WHAT YOU HAVE TO DO: Copy out only the stretch of the items below that opens with the line containing "the wooden plank" and runs through the end of the items, keeping every line including the requests. Multiply each coordinate in the answers by 2.35 and round to whole numbers, with halves rounded up.

[Dataset excerpt]
:::::

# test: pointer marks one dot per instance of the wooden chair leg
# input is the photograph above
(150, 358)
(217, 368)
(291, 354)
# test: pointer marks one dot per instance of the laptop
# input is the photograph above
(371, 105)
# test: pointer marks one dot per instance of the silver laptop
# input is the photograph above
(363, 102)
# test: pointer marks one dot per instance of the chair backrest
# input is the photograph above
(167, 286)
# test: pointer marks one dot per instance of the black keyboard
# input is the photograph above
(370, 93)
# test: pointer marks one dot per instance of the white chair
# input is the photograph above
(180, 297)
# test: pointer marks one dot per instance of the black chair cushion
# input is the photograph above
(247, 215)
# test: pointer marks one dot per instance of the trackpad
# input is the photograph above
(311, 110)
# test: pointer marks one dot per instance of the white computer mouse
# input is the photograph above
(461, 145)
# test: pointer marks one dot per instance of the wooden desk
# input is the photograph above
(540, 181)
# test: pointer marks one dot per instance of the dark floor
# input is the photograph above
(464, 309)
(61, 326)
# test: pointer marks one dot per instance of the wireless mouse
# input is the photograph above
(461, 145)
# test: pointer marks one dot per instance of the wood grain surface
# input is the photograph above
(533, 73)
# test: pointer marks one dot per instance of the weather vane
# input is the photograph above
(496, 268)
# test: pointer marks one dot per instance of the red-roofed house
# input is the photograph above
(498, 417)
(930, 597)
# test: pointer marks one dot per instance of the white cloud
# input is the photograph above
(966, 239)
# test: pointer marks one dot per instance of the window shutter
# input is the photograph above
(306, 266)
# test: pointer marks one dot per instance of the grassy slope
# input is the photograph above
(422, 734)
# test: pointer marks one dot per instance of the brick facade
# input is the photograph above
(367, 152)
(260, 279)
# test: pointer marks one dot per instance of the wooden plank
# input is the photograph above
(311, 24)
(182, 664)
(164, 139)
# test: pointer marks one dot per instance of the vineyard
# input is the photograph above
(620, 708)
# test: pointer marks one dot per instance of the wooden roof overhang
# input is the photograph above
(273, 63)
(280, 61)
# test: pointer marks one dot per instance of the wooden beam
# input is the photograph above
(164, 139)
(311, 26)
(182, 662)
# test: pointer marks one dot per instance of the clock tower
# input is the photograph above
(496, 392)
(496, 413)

:::::

RESULT FOR THIS EXERCISE:
# test: pointer marks one dot per instance of the wooden plank
# input is the photograph above
(731, 56)
(428, 1560)
(385, 327)
# test: pointer marks one dot per instance of the vineyard
# input is the photograph above
(1457, 1664)
# test: pointer marks one dot per instance of the wooden roof overhang
# input is the photograph above
(642, 148)
(658, 143)
# test: pointer marks one dot per instance of the wooden beam
# input is the photograph above
(385, 327)
(731, 61)
(428, 1556)
# test: pointer marks one dot per instance of the clock tower
# input is the photograph above
(1166, 921)
(1166, 971)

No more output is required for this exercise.